INFORMATION GIVEN section start
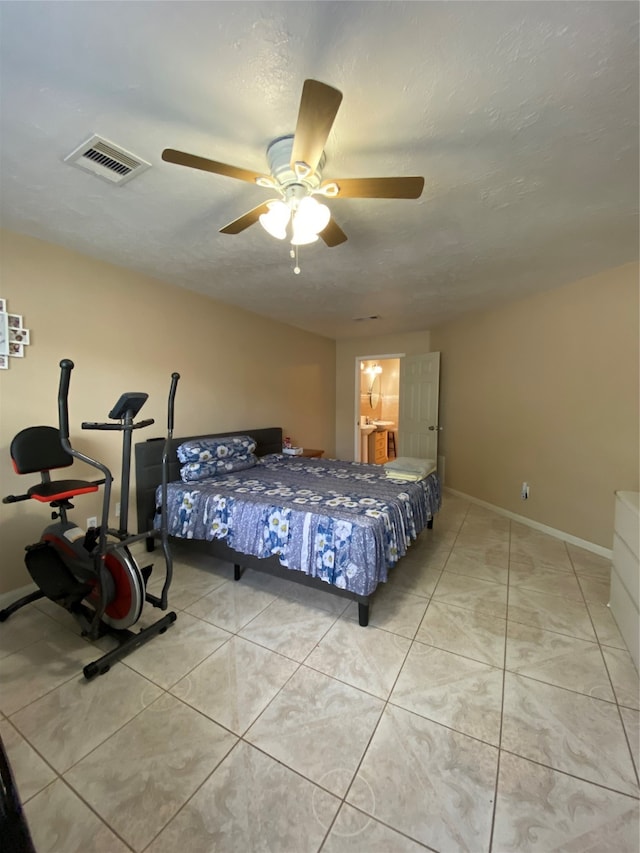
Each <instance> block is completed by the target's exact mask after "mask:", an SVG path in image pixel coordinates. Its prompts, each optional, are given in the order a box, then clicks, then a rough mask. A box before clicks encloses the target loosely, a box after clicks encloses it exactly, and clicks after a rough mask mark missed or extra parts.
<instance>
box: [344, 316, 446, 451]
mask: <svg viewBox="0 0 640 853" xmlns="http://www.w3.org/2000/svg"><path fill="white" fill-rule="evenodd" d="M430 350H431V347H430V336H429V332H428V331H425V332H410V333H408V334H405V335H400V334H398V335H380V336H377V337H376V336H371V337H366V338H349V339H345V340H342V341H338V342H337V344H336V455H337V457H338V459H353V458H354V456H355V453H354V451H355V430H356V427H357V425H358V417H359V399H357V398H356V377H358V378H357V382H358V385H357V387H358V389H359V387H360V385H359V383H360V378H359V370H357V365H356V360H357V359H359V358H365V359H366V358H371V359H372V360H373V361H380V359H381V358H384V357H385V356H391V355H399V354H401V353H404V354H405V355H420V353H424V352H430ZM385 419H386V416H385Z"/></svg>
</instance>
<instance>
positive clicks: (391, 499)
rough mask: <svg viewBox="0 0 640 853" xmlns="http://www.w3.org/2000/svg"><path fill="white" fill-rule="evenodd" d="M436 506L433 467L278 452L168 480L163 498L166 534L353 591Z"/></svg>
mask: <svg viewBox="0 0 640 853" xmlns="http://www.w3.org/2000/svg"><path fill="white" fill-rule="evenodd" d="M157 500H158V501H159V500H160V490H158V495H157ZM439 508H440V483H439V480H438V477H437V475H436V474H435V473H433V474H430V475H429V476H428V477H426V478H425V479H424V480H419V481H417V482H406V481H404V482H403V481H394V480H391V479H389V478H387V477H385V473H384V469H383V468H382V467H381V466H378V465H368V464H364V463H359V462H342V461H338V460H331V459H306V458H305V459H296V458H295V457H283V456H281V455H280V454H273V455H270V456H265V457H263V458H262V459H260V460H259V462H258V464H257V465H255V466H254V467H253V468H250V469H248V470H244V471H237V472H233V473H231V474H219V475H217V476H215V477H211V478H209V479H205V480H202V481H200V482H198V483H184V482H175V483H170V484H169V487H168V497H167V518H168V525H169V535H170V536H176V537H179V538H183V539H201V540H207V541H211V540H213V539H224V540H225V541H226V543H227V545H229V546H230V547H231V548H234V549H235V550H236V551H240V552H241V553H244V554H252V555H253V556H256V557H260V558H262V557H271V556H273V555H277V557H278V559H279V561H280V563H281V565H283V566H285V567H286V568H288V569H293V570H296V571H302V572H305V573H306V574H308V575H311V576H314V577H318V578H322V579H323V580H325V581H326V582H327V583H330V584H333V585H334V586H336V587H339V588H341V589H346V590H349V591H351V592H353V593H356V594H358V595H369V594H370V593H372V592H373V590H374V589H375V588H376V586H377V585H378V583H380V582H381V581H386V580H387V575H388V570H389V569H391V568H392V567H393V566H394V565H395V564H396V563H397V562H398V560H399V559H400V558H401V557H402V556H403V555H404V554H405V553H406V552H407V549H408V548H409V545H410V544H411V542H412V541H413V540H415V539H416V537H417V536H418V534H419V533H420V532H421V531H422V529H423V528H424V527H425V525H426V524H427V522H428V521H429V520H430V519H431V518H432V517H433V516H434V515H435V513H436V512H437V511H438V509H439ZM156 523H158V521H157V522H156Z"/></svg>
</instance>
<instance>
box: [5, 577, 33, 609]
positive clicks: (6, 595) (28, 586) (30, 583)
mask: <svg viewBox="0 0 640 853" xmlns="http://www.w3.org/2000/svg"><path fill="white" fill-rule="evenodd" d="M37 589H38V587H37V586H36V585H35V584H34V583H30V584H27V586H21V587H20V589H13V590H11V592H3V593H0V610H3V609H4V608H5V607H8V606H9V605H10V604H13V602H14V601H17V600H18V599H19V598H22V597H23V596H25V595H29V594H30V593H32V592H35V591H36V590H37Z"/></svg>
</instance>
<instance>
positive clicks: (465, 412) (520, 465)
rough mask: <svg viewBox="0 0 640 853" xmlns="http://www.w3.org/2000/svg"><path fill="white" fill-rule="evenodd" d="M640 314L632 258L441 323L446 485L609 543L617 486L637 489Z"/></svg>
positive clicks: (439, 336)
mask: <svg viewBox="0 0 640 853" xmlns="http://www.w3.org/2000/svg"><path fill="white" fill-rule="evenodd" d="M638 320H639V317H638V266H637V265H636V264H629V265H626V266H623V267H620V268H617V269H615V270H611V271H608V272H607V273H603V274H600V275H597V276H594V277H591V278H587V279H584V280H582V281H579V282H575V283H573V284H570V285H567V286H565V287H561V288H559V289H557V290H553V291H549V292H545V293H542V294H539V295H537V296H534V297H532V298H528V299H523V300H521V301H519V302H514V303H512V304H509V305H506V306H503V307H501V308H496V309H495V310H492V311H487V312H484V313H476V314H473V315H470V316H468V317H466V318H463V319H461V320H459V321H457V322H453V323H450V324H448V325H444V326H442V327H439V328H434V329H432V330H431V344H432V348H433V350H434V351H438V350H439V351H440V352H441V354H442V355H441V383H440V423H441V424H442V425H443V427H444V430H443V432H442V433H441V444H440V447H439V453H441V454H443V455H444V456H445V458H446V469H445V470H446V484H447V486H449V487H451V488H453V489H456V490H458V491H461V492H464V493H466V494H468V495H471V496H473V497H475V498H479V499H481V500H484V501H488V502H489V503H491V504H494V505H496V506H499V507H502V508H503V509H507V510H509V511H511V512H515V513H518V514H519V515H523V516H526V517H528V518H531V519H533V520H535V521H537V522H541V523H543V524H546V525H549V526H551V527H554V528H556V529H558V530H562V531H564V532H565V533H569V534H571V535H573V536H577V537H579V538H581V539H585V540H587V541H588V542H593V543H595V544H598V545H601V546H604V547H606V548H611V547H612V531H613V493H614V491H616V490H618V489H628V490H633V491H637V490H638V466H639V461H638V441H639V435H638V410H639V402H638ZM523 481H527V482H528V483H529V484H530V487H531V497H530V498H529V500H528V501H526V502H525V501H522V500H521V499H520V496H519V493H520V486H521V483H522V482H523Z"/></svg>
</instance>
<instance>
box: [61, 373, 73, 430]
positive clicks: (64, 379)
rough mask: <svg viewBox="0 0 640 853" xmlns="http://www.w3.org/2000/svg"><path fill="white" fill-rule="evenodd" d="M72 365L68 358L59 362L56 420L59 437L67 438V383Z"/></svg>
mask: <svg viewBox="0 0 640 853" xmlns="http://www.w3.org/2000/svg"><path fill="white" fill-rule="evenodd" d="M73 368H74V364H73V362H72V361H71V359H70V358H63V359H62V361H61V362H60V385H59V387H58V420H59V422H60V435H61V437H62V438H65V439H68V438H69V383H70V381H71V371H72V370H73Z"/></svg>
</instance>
INFORMATION GIVEN section end
■ **WORK TASK**: Update the lines above by replacing every occurrence of "rough mask" with "coarse mask" and keeping everything else the same. Leave the pictures out of your answer.

■ **EXERCISE OUTPUT**:
Each <instance> block is completed by the target's exact mask after "mask:", an SVG path in image pixel coordinates. Its prompts, each optional, are given in the order a box, then clicks, then a coarse mask. A box before clicks encloses the target loosely, a box after clicks encloses it exactly, and clicks after a coarse mask mark missed or extra parts.
<instance>
box: [344, 316, 446, 451]
mask: <svg viewBox="0 0 640 853" xmlns="http://www.w3.org/2000/svg"><path fill="white" fill-rule="evenodd" d="M430 350H431V347H430V336H429V332H428V331H425V332H410V333H408V334H405V335H400V334H398V335H380V336H377V337H376V336H371V337H366V338H349V339H345V340H342V341H338V342H337V344H336V455H337V457H338V459H353V458H354V456H355V453H354V451H355V430H356V427H357V425H358V417H359V399H357V398H356V377H358V378H357V382H358V385H357V387H358V389H359V387H360V385H359V383H360V378H359V370H357V365H356V360H357V359H359V358H365V359H366V358H371V359H372V360H373V361H380V359H381V358H384V357H385V356H391V355H399V354H401V353H404V354H405V355H420V353H424V352H430ZM385 419H386V416H385Z"/></svg>
</instance>
<instance>
positive clicks: (391, 499)
coarse mask: <svg viewBox="0 0 640 853" xmlns="http://www.w3.org/2000/svg"><path fill="white" fill-rule="evenodd" d="M436 506L433 467L278 452L168 480L163 498L166 534L353 591Z"/></svg>
mask: <svg viewBox="0 0 640 853" xmlns="http://www.w3.org/2000/svg"><path fill="white" fill-rule="evenodd" d="M157 500H158V501H159V500H160V490H158V495H157ZM439 508H440V483H439V480H438V477H437V475H436V474H435V473H433V474H430V475H429V476H428V477H426V478H425V479H424V480H419V481H417V482H406V481H404V482H403V481H394V480H391V479H389V478H387V477H385V473H384V469H383V468H382V467H381V466H378V465H368V464H364V463H359V462H342V461H338V460H331V459H306V458H305V459H296V458H295V457H283V456H281V455H280V454H273V455H270V456H265V457H263V458H262V459H260V460H259V462H258V464H257V465H255V466H254V467H253V468H250V469H248V470H244V471H237V472H233V473H231V474H219V475H217V476H215V477H211V478H209V479H205V480H202V481H200V482H198V483H184V482H175V483H170V484H169V487H168V497H167V518H168V525H169V535H170V536H176V537H179V538H183V539H201V540H207V541H211V540H213V539H224V540H225V541H226V543H227V545H229V546H230V547H231V548H234V549H235V550H236V551H240V552H241V553H244V554H252V555H253V556H256V557H260V558H262V557H271V556H273V555H277V557H278V559H279V561H280V563H281V565H283V566H285V567H286V568H288V569H293V570H296V571H302V572H305V573H306V574H308V575H311V576H314V577H318V578H322V579H323V580H325V581H326V582H327V583H330V584H333V585H334V586H336V587H339V588H341V589H346V590H349V591H351V592H353V593H356V594H358V595H369V594H370V593H372V592H373V590H374V589H375V588H376V586H377V585H378V583H380V582H381V581H386V580H387V575H388V570H389V569H391V568H392V567H393V566H394V565H395V564H396V563H397V562H398V560H399V559H400V558H401V557H402V556H403V555H404V554H405V553H406V552H407V549H408V548H409V545H410V544H411V542H412V541H413V540H415V539H416V537H417V536H418V534H419V533H420V532H421V531H422V529H423V528H424V527H425V525H426V524H427V522H428V521H429V520H430V519H431V518H432V517H433V516H434V515H435V513H436V512H437V511H438V509H439ZM156 523H158V521H157V522H156Z"/></svg>
</instance>
<instance>
box: [5, 577, 33, 609]
positive clicks: (6, 595) (28, 586) (30, 583)
mask: <svg viewBox="0 0 640 853" xmlns="http://www.w3.org/2000/svg"><path fill="white" fill-rule="evenodd" d="M37 589H38V587H37V586H36V585H35V584H34V583H30V584H27V586H21V587H20V589H13V590H11V592H3V593H0V610H3V609H4V608H5V607H8V606H9V605H10V604H13V602H14V601H17V600H18V599H19V598H22V597H23V596H25V595H29V594H30V593H32V592H35V591H36V590H37Z"/></svg>
</instance>
<instance>
positive clicks: (465, 412) (520, 465)
coarse mask: <svg viewBox="0 0 640 853" xmlns="http://www.w3.org/2000/svg"><path fill="white" fill-rule="evenodd" d="M640 314L632 258L441 323L446 485L609 543L617 486L637 489Z"/></svg>
positive clicks: (439, 336)
mask: <svg viewBox="0 0 640 853" xmlns="http://www.w3.org/2000/svg"><path fill="white" fill-rule="evenodd" d="M638 320H639V317H638V266H637V265H636V264H629V265H626V266H623V267H620V268H617V269H615V270H611V271H608V272H607V273H603V274H600V275H597V276H594V277H591V278H587V279H584V280H582V281H579V282H575V283H573V284H570V285H567V286H565V287H561V288H559V289H557V290H553V291H549V292H545V293H542V294H539V295H537V296H534V297H532V298H528V299H523V300H521V301H519V302H514V303H512V304H509V305H506V306H503V307H501V308H496V309H495V310H492V311H487V312H484V313H476V314H473V315H470V316H468V317H466V318H463V319H461V320H459V321H457V322H453V323H450V324H448V325H444V326H442V327H439V328H434V329H432V330H431V344H432V348H433V350H434V351H438V350H439V351H440V352H441V354H442V355H441V383H440V423H441V424H442V425H443V427H444V430H443V432H442V433H441V444H440V447H439V453H441V454H443V455H444V456H445V458H446V469H445V470H446V484H447V486H449V487H451V488H453V489H456V490H458V491H461V492H464V493H466V494H468V495H471V496H473V497H475V498H479V499H481V500H484V501H488V502H489V503H491V504H494V505H496V506H499V507H502V508H503V509H507V510H509V511H511V512H515V513H518V514H519V515H523V516H526V517H528V518H531V519H533V520H535V521H537V522H541V523H543V524H546V525H549V526H551V527H554V528H556V529H558V530H562V531H564V532H565V533H569V534H571V535H573V536H577V537H579V538H581V539H585V540H587V541H588V542H593V543H595V544H598V545H601V546H604V547H606V548H611V547H612V531H613V493H614V491H616V490H618V489H628V490H633V491H637V490H638V466H639V461H638V441H639V435H638V410H639V402H638ZM523 481H527V482H528V483H529V484H530V487H531V497H530V498H529V500H528V501H526V502H525V501H522V500H521V499H520V496H519V493H520V486H521V483H522V482H523Z"/></svg>
</instance>
<instance>
box: [61, 373, 73, 430]
positive clicks: (64, 379)
coarse mask: <svg viewBox="0 0 640 853" xmlns="http://www.w3.org/2000/svg"><path fill="white" fill-rule="evenodd" d="M72 365L68 358L59 362L56 420L59 437L67 438V383Z"/></svg>
mask: <svg viewBox="0 0 640 853" xmlns="http://www.w3.org/2000/svg"><path fill="white" fill-rule="evenodd" d="M73 368H74V364H73V362H72V361H71V359H70V358H63V359H62V361H61V362H60V385H59V387H58V420H59V422H60V435H61V437H62V438H65V439H68V438H69V383H70V381H71V371H72V370H73Z"/></svg>
</instance>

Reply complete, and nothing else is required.